**PROBLEM**
All that is needed is each line of the entries holding the word "phrase", copied as it stands.

--- INPUT DATA Enclosed Below ---

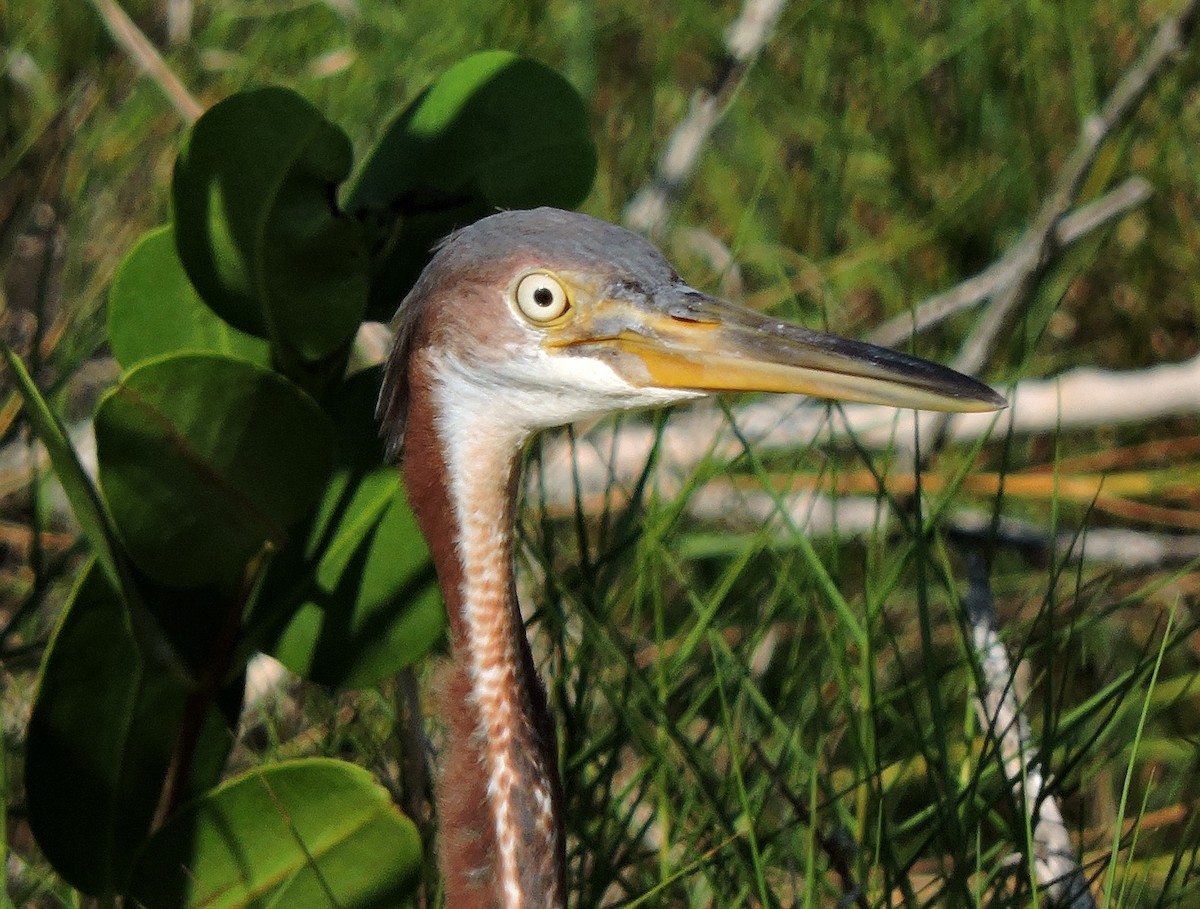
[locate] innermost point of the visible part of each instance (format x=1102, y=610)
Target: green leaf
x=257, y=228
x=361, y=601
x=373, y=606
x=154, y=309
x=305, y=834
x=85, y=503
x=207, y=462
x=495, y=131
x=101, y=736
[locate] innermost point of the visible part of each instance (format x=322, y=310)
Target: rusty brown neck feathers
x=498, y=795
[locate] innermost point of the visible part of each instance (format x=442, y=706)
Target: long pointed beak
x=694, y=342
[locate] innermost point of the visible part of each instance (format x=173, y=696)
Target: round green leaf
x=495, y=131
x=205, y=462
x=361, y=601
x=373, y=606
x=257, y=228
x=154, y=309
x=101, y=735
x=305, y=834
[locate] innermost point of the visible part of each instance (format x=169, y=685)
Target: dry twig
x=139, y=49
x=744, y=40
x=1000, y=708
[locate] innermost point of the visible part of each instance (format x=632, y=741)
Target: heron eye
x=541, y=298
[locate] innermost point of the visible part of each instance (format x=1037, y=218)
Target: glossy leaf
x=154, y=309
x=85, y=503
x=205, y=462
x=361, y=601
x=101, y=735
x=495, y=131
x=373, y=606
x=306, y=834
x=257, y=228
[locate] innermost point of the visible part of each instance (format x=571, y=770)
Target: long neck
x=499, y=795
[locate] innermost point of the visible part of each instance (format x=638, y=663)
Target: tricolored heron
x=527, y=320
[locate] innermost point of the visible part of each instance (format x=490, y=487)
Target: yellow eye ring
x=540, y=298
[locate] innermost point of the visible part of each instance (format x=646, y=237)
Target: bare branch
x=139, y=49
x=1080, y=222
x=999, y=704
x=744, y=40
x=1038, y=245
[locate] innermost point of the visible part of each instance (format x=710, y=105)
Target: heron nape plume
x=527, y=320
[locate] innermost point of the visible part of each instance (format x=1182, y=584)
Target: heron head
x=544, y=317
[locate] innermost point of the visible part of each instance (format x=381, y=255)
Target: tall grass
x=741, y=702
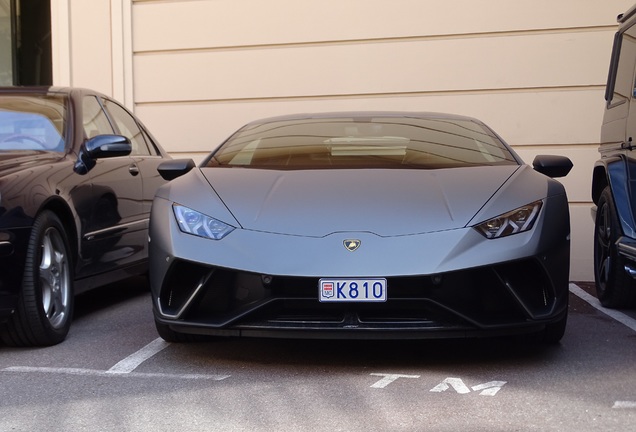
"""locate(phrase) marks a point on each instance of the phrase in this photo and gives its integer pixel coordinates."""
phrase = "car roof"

--- End of Enclosed INPUT DATA ---

**RESULT OF THIS TASK**
"""locate(phrase) marks a point on each instance of the phrase in this photo and gives its integer pixel coordinates."""
phrase = "car roof"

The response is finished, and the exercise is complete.